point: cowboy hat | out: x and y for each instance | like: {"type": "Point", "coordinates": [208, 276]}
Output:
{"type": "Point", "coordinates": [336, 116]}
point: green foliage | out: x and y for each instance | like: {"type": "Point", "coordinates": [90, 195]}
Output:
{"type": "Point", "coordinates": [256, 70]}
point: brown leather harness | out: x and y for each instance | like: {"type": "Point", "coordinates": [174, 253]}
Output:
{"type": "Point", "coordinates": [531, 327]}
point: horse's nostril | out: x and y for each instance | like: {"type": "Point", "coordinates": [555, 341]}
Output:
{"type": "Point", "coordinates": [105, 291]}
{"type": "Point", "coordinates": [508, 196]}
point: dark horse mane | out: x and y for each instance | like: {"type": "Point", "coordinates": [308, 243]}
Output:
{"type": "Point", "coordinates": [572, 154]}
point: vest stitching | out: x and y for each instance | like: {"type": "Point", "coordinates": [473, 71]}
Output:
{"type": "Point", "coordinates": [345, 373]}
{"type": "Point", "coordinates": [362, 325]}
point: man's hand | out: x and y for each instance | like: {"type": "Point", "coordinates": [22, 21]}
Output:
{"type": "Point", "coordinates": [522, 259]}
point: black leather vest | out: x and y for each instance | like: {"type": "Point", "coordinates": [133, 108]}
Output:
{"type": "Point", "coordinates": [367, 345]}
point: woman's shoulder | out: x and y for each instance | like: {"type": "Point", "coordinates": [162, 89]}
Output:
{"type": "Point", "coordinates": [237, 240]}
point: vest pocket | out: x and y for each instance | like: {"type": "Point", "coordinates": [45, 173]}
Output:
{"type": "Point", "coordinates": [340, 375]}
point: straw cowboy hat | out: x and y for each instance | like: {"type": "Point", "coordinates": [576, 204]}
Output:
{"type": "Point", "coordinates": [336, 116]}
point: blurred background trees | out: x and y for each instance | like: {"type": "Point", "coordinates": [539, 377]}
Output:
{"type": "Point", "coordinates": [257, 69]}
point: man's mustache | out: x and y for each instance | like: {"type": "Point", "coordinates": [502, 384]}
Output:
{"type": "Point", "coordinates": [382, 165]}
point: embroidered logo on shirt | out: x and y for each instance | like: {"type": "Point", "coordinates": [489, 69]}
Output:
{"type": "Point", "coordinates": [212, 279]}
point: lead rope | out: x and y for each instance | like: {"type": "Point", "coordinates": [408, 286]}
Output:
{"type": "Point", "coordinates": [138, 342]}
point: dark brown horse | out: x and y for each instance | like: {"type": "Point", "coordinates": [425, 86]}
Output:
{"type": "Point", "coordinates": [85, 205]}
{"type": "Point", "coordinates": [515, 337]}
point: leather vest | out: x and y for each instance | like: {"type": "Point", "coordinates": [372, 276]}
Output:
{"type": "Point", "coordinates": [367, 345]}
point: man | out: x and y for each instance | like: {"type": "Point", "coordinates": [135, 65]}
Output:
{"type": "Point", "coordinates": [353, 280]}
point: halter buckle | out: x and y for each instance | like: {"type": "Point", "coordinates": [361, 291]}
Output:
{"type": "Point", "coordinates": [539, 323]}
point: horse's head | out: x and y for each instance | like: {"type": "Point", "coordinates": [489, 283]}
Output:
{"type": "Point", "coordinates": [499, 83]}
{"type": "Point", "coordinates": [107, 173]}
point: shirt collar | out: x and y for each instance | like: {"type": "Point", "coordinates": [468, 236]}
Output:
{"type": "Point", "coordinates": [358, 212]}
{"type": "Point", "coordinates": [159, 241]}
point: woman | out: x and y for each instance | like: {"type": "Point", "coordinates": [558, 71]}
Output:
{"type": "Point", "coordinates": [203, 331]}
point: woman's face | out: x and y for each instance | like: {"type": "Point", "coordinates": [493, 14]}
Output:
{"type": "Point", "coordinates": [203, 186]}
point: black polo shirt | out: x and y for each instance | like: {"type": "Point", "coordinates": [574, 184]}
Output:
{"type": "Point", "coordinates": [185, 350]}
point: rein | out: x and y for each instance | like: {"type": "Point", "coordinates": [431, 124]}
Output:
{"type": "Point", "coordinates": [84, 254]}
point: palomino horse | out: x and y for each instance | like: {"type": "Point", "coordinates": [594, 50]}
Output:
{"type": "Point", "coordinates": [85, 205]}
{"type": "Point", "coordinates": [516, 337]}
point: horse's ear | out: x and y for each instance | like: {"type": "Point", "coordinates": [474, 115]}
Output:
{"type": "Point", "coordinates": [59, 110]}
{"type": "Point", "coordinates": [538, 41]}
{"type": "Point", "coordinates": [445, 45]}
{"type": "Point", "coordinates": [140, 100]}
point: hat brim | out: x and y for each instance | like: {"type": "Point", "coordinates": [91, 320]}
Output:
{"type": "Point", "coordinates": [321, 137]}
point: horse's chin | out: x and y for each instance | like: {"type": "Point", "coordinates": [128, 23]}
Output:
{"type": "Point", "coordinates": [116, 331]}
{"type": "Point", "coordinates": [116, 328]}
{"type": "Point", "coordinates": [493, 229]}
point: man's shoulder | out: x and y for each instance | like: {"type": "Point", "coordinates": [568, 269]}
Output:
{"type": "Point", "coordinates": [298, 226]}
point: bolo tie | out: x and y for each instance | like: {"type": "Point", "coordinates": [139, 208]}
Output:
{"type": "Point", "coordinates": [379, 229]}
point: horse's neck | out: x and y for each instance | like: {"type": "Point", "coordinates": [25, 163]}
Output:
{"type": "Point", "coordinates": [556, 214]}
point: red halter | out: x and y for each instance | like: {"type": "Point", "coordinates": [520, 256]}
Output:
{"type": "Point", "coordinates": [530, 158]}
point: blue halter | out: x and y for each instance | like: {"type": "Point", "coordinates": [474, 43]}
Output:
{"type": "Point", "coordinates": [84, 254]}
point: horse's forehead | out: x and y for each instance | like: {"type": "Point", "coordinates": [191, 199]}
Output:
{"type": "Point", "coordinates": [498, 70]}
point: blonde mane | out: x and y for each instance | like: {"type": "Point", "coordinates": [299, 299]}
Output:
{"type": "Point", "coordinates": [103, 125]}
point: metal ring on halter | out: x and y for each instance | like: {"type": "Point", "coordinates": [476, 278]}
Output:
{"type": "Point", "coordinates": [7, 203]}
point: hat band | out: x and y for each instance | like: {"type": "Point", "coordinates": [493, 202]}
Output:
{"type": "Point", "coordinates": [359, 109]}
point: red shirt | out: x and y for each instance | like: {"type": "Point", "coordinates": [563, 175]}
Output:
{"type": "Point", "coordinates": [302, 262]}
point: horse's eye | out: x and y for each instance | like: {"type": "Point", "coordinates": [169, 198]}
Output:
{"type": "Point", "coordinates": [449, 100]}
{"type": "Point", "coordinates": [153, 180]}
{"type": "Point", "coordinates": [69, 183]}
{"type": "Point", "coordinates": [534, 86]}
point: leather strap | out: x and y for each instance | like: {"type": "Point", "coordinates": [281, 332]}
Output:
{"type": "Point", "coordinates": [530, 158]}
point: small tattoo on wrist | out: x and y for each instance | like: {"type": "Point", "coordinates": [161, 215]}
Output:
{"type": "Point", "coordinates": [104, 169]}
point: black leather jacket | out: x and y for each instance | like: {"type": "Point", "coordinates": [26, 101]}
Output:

= = = =

_PROBLEM_: After reading the listing above, print each line back exactly.

_EXERCISE SOLUTION_:
point: cowboy hat | out: x and y for each instance | like: {"type": "Point", "coordinates": [208, 276]}
Output:
{"type": "Point", "coordinates": [336, 116]}
point: green foliage | out: x and y for each instance | like: {"type": "Point", "coordinates": [90, 195]}
Output:
{"type": "Point", "coordinates": [256, 70]}
point: brown leather harness | out: x and y for each instance | like: {"type": "Point", "coordinates": [174, 253]}
Output:
{"type": "Point", "coordinates": [531, 327]}
point: horse's nostril | out: x and y for each instance | like: {"type": "Point", "coordinates": [555, 341]}
Output:
{"type": "Point", "coordinates": [105, 291]}
{"type": "Point", "coordinates": [508, 196]}
point: dark horse mane | out: x and y for each instance | like: {"type": "Point", "coordinates": [308, 243]}
Output:
{"type": "Point", "coordinates": [572, 154]}
point: vest stitching | out: x and y for each instance | like: {"type": "Point", "coordinates": [473, 71]}
Output:
{"type": "Point", "coordinates": [345, 373]}
{"type": "Point", "coordinates": [362, 325]}
point: man's hand | out: x and y for each instance | like: {"type": "Point", "coordinates": [22, 21]}
Output:
{"type": "Point", "coordinates": [522, 259]}
point: black leather vest | out: x and y for each instance | like: {"type": "Point", "coordinates": [133, 108]}
Output:
{"type": "Point", "coordinates": [367, 345]}
point: woman's shoulder | out: x and y for each instance | like: {"type": "Point", "coordinates": [162, 89]}
Output:
{"type": "Point", "coordinates": [237, 240]}
point: vest pocket | out: x and y for each instance | like: {"type": "Point", "coordinates": [45, 173]}
Output:
{"type": "Point", "coordinates": [340, 375]}
point: straw cowboy hat | out: x and y for each instance | like: {"type": "Point", "coordinates": [576, 204]}
Output:
{"type": "Point", "coordinates": [336, 116]}
point: blurred background trees | out: x and y for each instance | like: {"type": "Point", "coordinates": [539, 377]}
Output:
{"type": "Point", "coordinates": [257, 69]}
point: man's mustache | out: x and y for each instance | like: {"type": "Point", "coordinates": [502, 384]}
Output:
{"type": "Point", "coordinates": [382, 165]}
point: embroidered logo on shirt | out: x and y for each instance | like: {"type": "Point", "coordinates": [489, 69]}
Output:
{"type": "Point", "coordinates": [212, 279]}
point: lead rope | out: x and y for each instance | like: {"type": "Point", "coordinates": [408, 286]}
Output:
{"type": "Point", "coordinates": [138, 342]}
point: dark brown horse | out: x and y for each instance | like: {"type": "Point", "coordinates": [425, 86]}
Output:
{"type": "Point", "coordinates": [85, 205]}
{"type": "Point", "coordinates": [515, 337]}
point: leather vest | out: x and y for each instance | like: {"type": "Point", "coordinates": [372, 276]}
Output:
{"type": "Point", "coordinates": [367, 345]}
point: man | out: x and y for each instance | like: {"type": "Point", "coordinates": [135, 65]}
Output:
{"type": "Point", "coordinates": [353, 280]}
point: halter buckle | out: x and y for each instance | like: {"type": "Point", "coordinates": [361, 291]}
Output:
{"type": "Point", "coordinates": [539, 323]}
point: horse's head | out: x and y for each instance | like: {"type": "Point", "coordinates": [489, 283]}
Output:
{"type": "Point", "coordinates": [499, 83]}
{"type": "Point", "coordinates": [107, 173]}
point: shirt collar | out: x and y for each instance | like: {"type": "Point", "coordinates": [468, 236]}
Output:
{"type": "Point", "coordinates": [358, 212]}
{"type": "Point", "coordinates": [159, 241]}
point: woman | out: x and y for each instance | like: {"type": "Point", "coordinates": [558, 71]}
Output:
{"type": "Point", "coordinates": [203, 331]}
point: woman's face | out: x and y for each instance | like: {"type": "Point", "coordinates": [493, 14]}
Output:
{"type": "Point", "coordinates": [203, 186]}
point: black polo shirt | out: x and y for each instance | like: {"type": "Point", "coordinates": [574, 184]}
Output:
{"type": "Point", "coordinates": [185, 350]}
point: rein | out: x and y for each instance | like: {"type": "Point", "coordinates": [431, 124]}
Output:
{"type": "Point", "coordinates": [84, 254]}
point: palomino horse | out: x and y for each instance | like: {"type": "Point", "coordinates": [594, 50]}
Output:
{"type": "Point", "coordinates": [85, 205]}
{"type": "Point", "coordinates": [516, 337]}
point: horse's ear | out: x and y for each instance | like: {"type": "Point", "coordinates": [474, 115]}
Output:
{"type": "Point", "coordinates": [59, 110]}
{"type": "Point", "coordinates": [538, 41]}
{"type": "Point", "coordinates": [445, 45]}
{"type": "Point", "coordinates": [140, 100]}
point: hat brim | out: x and y for each instance | like: {"type": "Point", "coordinates": [91, 320]}
Output:
{"type": "Point", "coordinates": [321, 137]}
point: horse's chin | out: x and y for each instance | like: {"type": "Point", "coordinates": [128, 23]}
Output:
{"type": "Point", "coordinates": [116, 331]}
{"type": "Point", "coordinates": [116, 328]}
{"type": "Point", "coordinates": [493, 229]}
point: man's shoulder | out: x and y for each instance | like: {"type": "Point", "coordinates": [568, 269]}
Output:
{"type": "Point", "coordinates": [298, 226]}
point: bolo tie | out: x and y for each instance | like: {"type": "Point", "coordinates": [139, 208]}
Output:
{"type": "Point", "coordinates": [379, 229]}
point: horse's neck | out: x and y for each instance | like: {"type": "Point", "coordinates": [25, 163]}
Output:
{"type": "Point", "coordinates": [556, 214]}
point: red halter | out: x and y for each instance | like: {"type": "Point", "coordinates": [520, 256]}
Output:
{"type": "Point", "coordinates": [530, 158]}
point: blue halter | out: x and y for each instance | like: {"type": "Point", "coordinates": [474, 43]}
Output:
{"type": "Point", "coordinates": [84, 254]}
point: horse's forehead | out: x and y for each instance | like: {"type": "Point", "coordinates": [191, 199]}
Output:
{"type": "Point", "coordinates": [498, 70]}
point: blonde mane | out: x and y for each instance | like: {"type": "Point", "coordinates": [299, 299]}
Output:
{"type": "Point", "coordinates": [103, 125]}
point: metal ring on halter | out: x and y for each instance | like: {"type": "Point", "coordinates": [476, 278]}
Output:
{"type": "Point", "coordinates": [7, 203]}
point: hat band | out: x and y for each instance | like: {"type": "Point", "coordinates": [493, 202]}
Output:
{"type": "Point", "coordinates": [359, 109]}
point: red shirt | out: x and y for each instance | like: {"type": "Point", "coordinates": [563, 175]}
Output:
{"type": "Point", "coordinates": [302, 262]}
point: horse's eye | out: x and y for each instance | like: {"type": "Point", "coordinates": [169, 198]}
Output:
{"type": "Point", "coordinates": [449, 100]}
{"type": "Point", "coordinates": [153, 180]}
{"type": "Point", "coordinates": [69, 183]}
{"type": "Point", "coordinates": [534, 86]}
point: leather strap | out: x and y for each instance | like: {"type": "Point", "coordinates": [281, 332]}
Output:
{"type": "Point", "coordinates": [530, 158]}
point: small tattoo on wrist | out: x and y for each instance | like: {"type": "Point", "coordinates": [161, 215]}
Output:
{"type": "Point", "coordinates": [104, 169]}
point: black leather jacket | out: x and y for each instance | like: {"type": "Point", "coordinates": [26, 101]}
Output:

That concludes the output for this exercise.